### Provided data

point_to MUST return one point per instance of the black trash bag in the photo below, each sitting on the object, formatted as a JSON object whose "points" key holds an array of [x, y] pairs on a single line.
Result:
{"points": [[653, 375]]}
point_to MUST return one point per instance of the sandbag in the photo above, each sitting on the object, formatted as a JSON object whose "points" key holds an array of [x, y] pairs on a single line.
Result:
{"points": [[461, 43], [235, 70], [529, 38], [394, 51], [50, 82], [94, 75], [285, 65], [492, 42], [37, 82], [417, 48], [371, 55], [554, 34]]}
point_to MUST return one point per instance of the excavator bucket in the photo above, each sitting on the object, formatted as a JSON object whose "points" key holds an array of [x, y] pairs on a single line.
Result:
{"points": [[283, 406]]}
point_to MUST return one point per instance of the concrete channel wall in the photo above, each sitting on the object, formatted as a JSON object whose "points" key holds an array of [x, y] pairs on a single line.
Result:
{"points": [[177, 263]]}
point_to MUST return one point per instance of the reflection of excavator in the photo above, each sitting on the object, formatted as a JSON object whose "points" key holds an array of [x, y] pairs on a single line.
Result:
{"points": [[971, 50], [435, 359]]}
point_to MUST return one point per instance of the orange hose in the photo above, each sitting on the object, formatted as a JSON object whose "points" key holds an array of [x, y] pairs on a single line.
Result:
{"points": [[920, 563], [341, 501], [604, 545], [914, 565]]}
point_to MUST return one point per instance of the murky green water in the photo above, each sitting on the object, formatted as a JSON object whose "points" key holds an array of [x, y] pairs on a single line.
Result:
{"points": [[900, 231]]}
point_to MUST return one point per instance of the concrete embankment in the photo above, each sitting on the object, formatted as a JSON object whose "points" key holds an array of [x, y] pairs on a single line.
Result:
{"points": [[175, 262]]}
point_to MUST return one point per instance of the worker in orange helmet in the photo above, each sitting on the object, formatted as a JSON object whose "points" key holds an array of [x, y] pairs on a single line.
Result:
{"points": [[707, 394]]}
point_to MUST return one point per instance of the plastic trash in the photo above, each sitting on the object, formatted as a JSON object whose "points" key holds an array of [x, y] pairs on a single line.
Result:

######

# Exercise requirements
All the entries above need to be repeated word for word.

# Answer for the task
point_to MUST return one point per instance of the black trash bag in the photo below, each sitting on the object, formatted as a JSON object whose "points" key holds an array of [x, y] pairs on a single line.
Result:
{"points": [[653, 375]]}
point_to MUST return one point per instance of the sandbag in the photo above, each sitting on the object, formatted as a JSON object whose "points" key holds an array of [x, y] pairs on a single line.
Result:
{"points": [[461, 43], [235, 70], [529, 38], [394, 51], [50, 82], [94, 75], [285, 65], [492, 42], [37, 82], [417, 48], [371, 55], [554, 34]]}
point_to MUST return one point per instance of the excavator bucket in the photo above, each sitting on the object, formatted as a JSON object whose "points" key holds an array of [x, y] pairs on a single line.
Result:
{"points": [[283, 406]]}
point_to MUST return one point per instance of the concrete channel wall in the photo above, each sitting on the object, formatted as a JSON object whose "points" key holds an array of [x, y] pairs on a single line.
Result:
{"points": [[177, 263]]}
point_to MUST return one point per instance of the reflection of excavator in the photo above, each sitting on the object, formatted as a JSON object whose "points" key holds an array of [x, y] pairs on a single line.
Result:
{"points": [[971, 50], [435, 359]]}
point_to MUST return one point per instance of the orange hose in the photo above, each sitting on the object, formatted as a JSON object whose "points" key holds an array of [x, y] pairs on a single line.
Result:
{"points": [[920, 563], [341, 501], [604, 545], [914, 565]]}
point_to MUST return one point per instance of the murky green water in the photo above, each sitting on the object, formatted as a JSON object whose "points" key holds an array of [x, y] pairs on a single line.
Result:
{"points": [[900, 231]]}
point_to MUST return one point per instance of the concrete embankment in the photo above, each sitting on the object, formatted as a JSON object whose "points" key holds an array of [x, y] pairs on a single line.
Result:
{"points": [[175, 262]]}
point_to MUST return one point per instance of the worker in orange helmet in the photo above, each sitting on the object, formatted as a JSON object whose "points" key holds an array of [x, y] pairs on a single line.
Result:
{"points": [[707, 394]]}
point_to MUST return one point per instance of the plastic trash in the photo above, each sitting on the object, formatted as a JSON object whose "points" key holds an array of [x, y] pairs on a single line.
Result:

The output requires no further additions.